*Instructions for the task:* Render everything from the line containing "Trace the outline of every instance of the white sneaker" down to the final line below as a JSON list of strings, one string per line, with blank lines omitted.

*Given records:*
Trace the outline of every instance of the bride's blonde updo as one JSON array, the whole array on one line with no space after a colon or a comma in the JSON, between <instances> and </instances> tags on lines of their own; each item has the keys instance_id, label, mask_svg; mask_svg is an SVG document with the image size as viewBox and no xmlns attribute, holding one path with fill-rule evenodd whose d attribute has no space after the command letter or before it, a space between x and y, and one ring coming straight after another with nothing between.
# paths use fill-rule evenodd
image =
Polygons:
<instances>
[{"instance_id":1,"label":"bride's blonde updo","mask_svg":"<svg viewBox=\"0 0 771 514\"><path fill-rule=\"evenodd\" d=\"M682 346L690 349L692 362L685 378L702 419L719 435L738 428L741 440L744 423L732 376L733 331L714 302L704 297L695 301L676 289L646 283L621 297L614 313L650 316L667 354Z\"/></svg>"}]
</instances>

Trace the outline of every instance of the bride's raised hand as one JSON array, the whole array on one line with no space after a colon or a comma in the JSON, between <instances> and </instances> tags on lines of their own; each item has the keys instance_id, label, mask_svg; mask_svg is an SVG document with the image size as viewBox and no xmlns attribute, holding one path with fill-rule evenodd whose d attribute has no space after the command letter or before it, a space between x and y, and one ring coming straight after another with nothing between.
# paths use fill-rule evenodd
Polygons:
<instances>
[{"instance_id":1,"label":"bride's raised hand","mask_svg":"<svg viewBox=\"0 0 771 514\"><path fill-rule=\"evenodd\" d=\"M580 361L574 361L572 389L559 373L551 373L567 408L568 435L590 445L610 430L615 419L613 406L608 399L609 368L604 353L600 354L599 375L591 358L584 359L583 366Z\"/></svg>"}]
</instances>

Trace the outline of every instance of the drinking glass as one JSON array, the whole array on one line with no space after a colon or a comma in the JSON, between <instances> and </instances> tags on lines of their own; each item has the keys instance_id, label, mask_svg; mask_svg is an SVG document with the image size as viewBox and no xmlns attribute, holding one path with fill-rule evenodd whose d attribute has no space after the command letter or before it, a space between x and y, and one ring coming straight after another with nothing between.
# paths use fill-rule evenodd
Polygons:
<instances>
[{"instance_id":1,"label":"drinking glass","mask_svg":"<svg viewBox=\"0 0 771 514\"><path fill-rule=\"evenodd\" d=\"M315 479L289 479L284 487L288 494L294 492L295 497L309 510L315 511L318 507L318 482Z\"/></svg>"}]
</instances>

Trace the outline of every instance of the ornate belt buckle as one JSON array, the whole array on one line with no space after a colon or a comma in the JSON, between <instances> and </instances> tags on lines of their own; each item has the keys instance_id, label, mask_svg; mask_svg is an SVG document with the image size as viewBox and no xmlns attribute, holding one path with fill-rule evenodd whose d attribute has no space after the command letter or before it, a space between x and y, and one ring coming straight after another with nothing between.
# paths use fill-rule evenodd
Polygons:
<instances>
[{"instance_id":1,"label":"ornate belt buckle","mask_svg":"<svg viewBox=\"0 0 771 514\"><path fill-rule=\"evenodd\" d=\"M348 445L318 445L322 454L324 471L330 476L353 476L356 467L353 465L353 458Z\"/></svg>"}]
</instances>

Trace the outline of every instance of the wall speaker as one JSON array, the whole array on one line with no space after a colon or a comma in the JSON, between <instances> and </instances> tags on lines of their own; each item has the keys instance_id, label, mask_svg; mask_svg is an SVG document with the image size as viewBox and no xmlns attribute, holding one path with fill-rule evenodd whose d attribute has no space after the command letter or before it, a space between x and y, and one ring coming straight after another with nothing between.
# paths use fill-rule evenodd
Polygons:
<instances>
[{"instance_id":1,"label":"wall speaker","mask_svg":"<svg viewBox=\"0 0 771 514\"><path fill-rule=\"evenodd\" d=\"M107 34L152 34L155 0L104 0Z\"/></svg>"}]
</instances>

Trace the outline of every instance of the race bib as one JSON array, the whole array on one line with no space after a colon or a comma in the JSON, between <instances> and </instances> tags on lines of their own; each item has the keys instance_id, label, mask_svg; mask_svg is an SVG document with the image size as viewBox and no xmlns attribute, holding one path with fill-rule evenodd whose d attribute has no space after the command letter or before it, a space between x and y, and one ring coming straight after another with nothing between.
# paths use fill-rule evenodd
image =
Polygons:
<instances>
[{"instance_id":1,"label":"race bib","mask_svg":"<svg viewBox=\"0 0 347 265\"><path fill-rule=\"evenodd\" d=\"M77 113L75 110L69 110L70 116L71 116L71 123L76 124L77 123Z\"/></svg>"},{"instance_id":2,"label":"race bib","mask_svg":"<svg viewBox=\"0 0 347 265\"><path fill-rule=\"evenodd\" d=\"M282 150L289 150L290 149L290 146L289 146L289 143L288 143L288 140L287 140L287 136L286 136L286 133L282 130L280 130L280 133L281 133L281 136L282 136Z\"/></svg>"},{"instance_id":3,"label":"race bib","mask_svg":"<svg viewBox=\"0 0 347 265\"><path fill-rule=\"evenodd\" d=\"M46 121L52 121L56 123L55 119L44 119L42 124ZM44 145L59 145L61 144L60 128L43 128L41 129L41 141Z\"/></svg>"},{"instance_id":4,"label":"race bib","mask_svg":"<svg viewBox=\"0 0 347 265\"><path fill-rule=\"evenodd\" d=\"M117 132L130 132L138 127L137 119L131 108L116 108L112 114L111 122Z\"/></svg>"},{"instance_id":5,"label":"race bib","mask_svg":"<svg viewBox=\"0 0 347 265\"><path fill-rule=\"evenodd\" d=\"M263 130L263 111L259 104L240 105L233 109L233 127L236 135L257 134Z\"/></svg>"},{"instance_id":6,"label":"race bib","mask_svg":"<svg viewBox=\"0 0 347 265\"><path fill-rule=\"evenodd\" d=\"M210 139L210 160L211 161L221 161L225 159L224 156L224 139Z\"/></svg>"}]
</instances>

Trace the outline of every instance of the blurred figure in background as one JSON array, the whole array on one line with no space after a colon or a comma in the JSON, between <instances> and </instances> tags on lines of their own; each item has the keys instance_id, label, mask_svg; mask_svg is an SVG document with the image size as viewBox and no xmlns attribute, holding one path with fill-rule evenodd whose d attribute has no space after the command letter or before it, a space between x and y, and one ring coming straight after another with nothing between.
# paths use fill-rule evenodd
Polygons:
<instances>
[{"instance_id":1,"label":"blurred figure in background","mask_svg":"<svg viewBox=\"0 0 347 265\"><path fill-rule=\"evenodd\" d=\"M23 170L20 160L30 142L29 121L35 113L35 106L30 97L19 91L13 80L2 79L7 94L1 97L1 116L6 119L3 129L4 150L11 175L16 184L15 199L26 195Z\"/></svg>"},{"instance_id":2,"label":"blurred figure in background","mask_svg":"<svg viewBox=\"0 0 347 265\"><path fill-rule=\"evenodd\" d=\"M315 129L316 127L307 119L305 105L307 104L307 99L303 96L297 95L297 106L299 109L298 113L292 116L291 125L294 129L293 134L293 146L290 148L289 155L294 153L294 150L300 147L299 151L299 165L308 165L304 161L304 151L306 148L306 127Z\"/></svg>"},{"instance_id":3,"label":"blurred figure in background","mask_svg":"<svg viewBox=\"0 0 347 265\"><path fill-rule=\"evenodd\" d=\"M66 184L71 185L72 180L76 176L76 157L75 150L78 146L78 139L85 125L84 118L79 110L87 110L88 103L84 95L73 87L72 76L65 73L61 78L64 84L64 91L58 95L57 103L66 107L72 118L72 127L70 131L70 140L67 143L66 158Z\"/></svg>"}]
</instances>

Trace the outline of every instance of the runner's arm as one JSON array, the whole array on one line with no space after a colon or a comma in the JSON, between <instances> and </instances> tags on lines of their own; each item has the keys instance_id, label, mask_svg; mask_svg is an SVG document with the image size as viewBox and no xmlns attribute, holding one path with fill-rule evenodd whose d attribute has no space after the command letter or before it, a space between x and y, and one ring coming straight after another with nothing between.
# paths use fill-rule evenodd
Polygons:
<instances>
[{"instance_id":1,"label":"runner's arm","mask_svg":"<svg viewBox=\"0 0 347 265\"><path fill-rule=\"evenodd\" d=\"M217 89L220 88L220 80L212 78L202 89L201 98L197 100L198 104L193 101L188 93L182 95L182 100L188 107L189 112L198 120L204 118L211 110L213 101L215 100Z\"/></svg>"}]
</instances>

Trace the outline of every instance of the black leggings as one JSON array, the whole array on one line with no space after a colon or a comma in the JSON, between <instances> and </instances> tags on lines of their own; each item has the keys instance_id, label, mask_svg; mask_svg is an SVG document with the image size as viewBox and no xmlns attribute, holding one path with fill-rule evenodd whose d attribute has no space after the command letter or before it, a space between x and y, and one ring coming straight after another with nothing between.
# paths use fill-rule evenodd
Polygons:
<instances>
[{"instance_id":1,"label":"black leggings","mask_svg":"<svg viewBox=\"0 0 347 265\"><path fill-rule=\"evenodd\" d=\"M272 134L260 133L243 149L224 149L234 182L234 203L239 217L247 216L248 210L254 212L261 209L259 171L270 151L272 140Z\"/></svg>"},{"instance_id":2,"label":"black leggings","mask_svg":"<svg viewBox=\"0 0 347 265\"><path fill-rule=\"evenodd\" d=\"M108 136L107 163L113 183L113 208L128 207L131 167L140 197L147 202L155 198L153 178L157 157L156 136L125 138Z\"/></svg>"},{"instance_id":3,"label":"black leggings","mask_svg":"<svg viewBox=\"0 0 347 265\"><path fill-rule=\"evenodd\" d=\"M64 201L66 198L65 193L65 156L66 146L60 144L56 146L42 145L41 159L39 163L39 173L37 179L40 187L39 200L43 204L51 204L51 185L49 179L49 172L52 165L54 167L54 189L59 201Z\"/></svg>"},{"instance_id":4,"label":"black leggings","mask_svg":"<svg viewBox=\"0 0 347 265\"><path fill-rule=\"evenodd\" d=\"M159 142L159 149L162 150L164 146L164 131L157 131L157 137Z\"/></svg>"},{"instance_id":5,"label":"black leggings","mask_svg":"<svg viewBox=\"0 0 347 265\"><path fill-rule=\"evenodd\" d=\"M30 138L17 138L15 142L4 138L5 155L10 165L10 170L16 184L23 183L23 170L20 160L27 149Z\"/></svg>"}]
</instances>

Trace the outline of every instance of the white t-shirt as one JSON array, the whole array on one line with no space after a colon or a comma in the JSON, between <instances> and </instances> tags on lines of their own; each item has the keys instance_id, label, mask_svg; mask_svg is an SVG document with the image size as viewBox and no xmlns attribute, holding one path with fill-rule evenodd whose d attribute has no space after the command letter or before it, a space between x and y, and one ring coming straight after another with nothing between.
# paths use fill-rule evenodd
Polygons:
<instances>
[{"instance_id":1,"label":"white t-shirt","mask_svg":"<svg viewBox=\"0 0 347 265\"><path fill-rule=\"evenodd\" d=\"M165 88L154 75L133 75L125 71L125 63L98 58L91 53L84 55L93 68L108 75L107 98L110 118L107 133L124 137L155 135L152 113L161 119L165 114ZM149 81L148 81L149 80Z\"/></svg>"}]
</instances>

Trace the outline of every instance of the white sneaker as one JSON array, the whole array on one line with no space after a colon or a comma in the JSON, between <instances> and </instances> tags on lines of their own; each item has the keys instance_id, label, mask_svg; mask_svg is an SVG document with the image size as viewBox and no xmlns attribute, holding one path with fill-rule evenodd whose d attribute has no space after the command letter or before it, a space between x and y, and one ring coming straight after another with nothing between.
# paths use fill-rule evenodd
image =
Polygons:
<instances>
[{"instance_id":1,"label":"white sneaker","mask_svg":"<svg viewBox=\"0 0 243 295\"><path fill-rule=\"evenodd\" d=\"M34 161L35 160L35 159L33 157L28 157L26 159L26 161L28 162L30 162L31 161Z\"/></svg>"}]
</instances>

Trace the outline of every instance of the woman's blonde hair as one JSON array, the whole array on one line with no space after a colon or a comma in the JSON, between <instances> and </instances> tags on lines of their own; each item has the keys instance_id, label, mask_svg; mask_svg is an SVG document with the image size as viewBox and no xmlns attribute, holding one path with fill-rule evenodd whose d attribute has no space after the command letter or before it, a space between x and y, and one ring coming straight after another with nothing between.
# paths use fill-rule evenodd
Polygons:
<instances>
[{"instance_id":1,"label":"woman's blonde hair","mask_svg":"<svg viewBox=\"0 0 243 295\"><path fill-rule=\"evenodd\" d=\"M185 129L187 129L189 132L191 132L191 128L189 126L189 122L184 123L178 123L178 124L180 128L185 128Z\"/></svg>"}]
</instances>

*Complete answer:*
[
  "Trace the outline of every instance of the white sneaker as one JSON array, the whole array on one line with no space after a colon or a comma in the JSON, between <instances> and </instances> tags on lines of their own; each item has the keys instance_id, label, mask_svg; mask_svg is an SVG document with the image size as viewBox and no xmlns attribute, holding one path with fill-rule evenodd whose d attribute has no space after the command letter or before it, a space between x and y, and one ring coming straight after another with nothing between.",
  "# paths use fill-rule evenodd",
  "image =",
  "Polygons:",
  "<instances>",
  "[{\"instance_id\":1,\"label\":\"white sneaker\",\"mask_svg\":\"<svg viewBox=\\\"0 0 243 295\\\"><path fill-rule=\\\"evenodd\\\" d=\\\"M34 161L35 160L35 159L33 157L28 157L26 159L26 161L28 162L30 162L31 161Z\\\"/></svg>\"}]",
  "</instances>",
  "Trace the outline of every instance of the woman's blonde hair as one JSON array, the whole array on one line with no space after a colon or a comma in the JSON, between <instances> and </instances> tags on lines of their own; each item has the keys instance_id, label, mask_svg; mask_svg is an SVG document with the image size as viewBox and no xmlns attribute, holding one path with fill-rule evenodd whose d attribute has no space after the command letter or before it, a space between x and y, and one ring coming straight after another with nothing between.",
  "# paths use fill-rule evenodd",
  "Polygons:",
  "<instances>",
  "[{\"instance_id\":1,\"label\":\"woman's blonde hair\",\"mask_svg\":\"<svg viewBox=\\\"0 0 243 295\\\"><path fill-rule=\\\"evenodd\\\" d=\\\"M185 129L187 129L189 132L191 132L191 128L189 126L189 122L184 123L178 123L178 124L180 128L185 128Z\\\"/></svg>\"}]",
  "</instances>"
]